-------- Textauszug

Aber dies wurde gestoppt, nachdem die WHO im März den Ausbruch von Covid-19 zur Pandemie erklärt hatte – aus Sorge, dass infiziertes Impfpersonal das neue Coronavirus Sars-CoV-2 in Dörfern und Städten hätte verbreiten können, erklärt Jafari.
Negativtrend in Afghanistan und Pakistan
Besonders kritisch ist die Lage in Afghanistan und Pakistan. Es sind die einzigen Länder weltweit, in denen noch Polio-Viren zirkulieren. 2019 lähmte das Virus dort 174 Kinder. Im Jahr davor waren es nur 33 gewesen.
Mitschuld an der Zunahme sind die radikal-islamischen Taliban. Sie verwehren in beiden Ländern Impfteams den Zugang zu den Gebieten, in denen sie die Macht haben. In den letzten sieben bis acht Jahren wurden sogar mehrere Dutzend Impfhelferinnen – meist sind es Frauen – bei ihrer Arbeit ermordet.

----------------
-------- Datenauszug

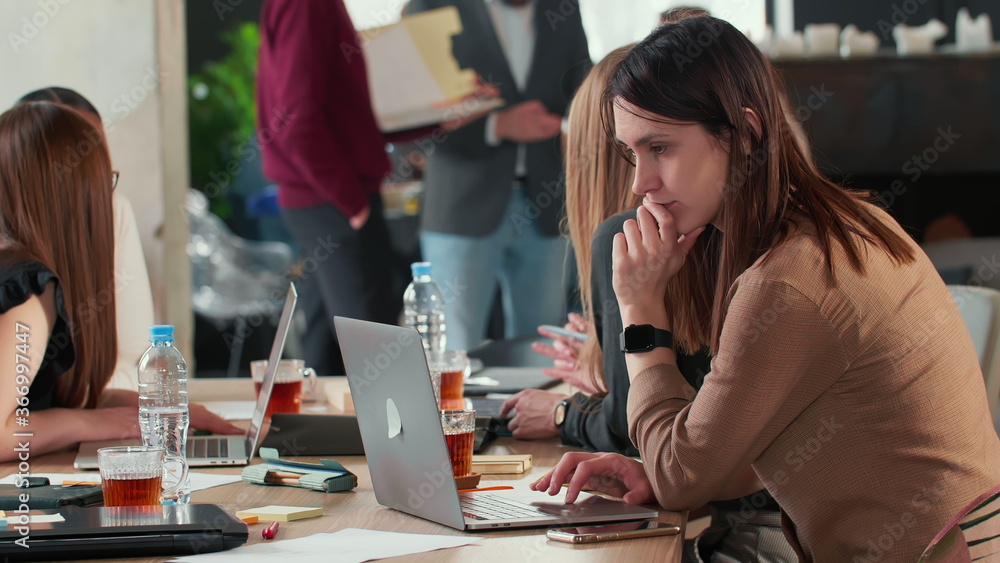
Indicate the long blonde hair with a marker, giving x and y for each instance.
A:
(598, 184)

----------------

Wie viele Kinder wurden laut Textauszug im Jahr 2019 in Afghanistan und Pakistan durch das Polio-Virus gelähmt? Das Material stammt aus einer anderen Quelle als der Textauszug.

174 Kinder.